_Requirement_. Starting with the line that contains "the child's leg", write out each line through the end of the listing, unchanged. Output nothing else.
** start **
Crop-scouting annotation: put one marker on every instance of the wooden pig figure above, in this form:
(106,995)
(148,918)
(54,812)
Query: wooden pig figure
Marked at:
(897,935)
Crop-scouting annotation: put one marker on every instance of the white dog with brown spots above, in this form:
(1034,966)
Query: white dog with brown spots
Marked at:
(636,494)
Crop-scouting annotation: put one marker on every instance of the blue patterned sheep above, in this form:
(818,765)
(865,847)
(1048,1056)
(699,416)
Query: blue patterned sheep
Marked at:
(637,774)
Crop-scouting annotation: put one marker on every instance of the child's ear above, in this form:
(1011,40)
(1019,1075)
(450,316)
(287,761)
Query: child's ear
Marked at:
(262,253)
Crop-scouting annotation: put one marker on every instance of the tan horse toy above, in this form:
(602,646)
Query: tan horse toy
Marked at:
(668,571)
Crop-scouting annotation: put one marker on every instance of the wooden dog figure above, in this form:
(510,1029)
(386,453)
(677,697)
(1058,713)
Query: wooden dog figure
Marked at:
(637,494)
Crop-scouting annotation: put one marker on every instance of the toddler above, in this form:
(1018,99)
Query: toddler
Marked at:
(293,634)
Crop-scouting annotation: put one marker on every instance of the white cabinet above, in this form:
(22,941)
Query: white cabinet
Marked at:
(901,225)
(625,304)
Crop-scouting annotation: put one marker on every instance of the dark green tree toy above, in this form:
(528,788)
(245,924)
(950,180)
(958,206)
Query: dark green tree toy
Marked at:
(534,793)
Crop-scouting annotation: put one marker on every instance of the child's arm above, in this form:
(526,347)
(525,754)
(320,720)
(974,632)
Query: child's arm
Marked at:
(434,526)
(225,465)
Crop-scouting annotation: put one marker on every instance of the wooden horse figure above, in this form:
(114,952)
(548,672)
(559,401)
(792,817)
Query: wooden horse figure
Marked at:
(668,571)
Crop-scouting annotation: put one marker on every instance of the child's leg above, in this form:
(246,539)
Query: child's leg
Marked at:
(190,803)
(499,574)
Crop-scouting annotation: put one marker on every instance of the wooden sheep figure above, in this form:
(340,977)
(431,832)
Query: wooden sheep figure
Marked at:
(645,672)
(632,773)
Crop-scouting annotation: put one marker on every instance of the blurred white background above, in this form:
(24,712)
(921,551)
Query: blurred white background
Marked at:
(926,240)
** end **
_Solution_.
Crop-scouting annotation: put one marker on every instance of the child's leg above, in this form:
(246,539)
Query: child's leg
Marked at:
(190,803)
(499,574)
Crop-scouting annotation: put one marker on every instance of the wooden sheep figure above, in this form:
(340,977)
(431,832)
Query: wooden sheep figure
Marked at:
(645,672)
(632,773)
Crop-scouting annotation: put one marker on every instance of the blurred white background above, in this form:
(24,712)
(921,551)
Query: blurred white background
Marked at:
(926,240)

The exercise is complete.